> Required work
Reproduce the listing below line for line, with no changes.

> Provided data

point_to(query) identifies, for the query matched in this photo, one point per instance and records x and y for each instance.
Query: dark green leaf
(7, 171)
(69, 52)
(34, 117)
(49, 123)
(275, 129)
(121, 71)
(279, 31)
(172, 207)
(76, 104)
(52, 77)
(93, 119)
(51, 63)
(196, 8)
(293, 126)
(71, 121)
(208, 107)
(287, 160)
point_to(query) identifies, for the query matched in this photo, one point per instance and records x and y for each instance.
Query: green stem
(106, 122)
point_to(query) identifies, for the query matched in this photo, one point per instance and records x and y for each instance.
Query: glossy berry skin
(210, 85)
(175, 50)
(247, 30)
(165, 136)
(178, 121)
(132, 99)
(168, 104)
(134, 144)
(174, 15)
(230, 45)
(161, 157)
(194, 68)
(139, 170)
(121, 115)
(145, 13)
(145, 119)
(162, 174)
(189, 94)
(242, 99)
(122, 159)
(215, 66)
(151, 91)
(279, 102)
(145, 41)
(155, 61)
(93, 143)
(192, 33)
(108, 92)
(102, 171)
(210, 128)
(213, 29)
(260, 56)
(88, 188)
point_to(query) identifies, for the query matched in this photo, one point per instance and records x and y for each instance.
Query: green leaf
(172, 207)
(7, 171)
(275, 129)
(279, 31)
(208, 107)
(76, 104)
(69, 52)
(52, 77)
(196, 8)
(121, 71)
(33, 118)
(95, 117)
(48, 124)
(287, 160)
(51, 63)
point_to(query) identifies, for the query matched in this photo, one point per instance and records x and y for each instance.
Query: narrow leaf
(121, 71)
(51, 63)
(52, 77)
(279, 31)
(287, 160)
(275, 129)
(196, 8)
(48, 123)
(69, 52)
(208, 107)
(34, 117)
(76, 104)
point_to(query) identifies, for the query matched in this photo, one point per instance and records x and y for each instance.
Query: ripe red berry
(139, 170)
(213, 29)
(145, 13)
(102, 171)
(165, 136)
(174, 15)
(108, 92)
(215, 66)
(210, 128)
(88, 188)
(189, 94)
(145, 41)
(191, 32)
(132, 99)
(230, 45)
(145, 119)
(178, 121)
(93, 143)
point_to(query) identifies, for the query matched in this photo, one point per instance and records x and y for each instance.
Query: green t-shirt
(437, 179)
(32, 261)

> Solution for this exercise
point_to(query) identifies, for the query matched in this photo, one point per instance and records x and y for each instance.
Query: dark green leaf
(7, 171)
(69, 52)
(34, 117)
(49, 123)
(275, 129)
(121, 71)
(279, 31)
(172, 207)
(76, 104)
(52, 77)
(93, 119)
(51, 63)
(196, 8)
(293, 126)
(71, 121)
(208, 107)
(287, 160)
point_to(query) identifies, for the query matched in this photo, one point per instance and records x and y for each instance.
Query: green stem
(106, 122)
point_to(query) identifies, for the query matched in this photo, one point per instance and records x and y for each instance.
Query: glossy berry skin
(210, 85)
(175, 50)
(247, 30)
(165, 136)
(178, 121)
(132, 99)
(168, 104)
(134, 144)
(174, 15)
(230, 45)
(161, 157)
(194, 68)
(139, 170)
(121, 115)
(145, 13)
(145, 119)
(162, 174)
(189, 94)
(242, 99)
(122, 159)
(215, 66)
(151, 91)
(279, 102)
(145, 41)
(155, 61)
(93, 143)
(192, 33)
(108, 92)
(102, 171)
(210, 128)
(213, 29)
(260, 56)
(88, 188)
point_to(query) identifies, for the query matched in this photo, one point per instance and records x and y for each instance.
Query: green leaf
(172, 207)
(7, 171)
(275, 129)
(279, 31)
(208, 107)
(76, 104)
(69, 52)
(52, 77)
(196, 8)
(121, 71)
(33, 118)
(95, 117)
(48, 124)
(287, 160)
(51, 63)
point_to(query) identifies, for the query matched in this photo, one point per instance and records x and y for each instance.
Query: narrow leaf
(121, 71)
(51, 63)
(52, 77)
(279, 31)
(287, 160)
(275, 129)
(196, 8)
(48, 123)
(69, 52)
(208, 107)
(34, 117)
(76, 104)
point_to(query) identifies, for the query matched in this photo, one point per instance and records x and y for each instance.
Query: ripe red berry
(139, 170)
(213, 29)
(145, 13)
(102, 171)
(165, 136)
(174, 15)
(108, 92)
(215, 66)
(210, 128)
(88, 188)
(189, 94)
(145, 41)
(191, 32)
(132, 99)
(230, 45)
(145, 119)
(178, 121)
(93, 143)
point_to(query) identifies, for the query matched in this photo, one point per instance and records x and y for each instance.
Query: green t-shirt
(437, 179)
(32, 261)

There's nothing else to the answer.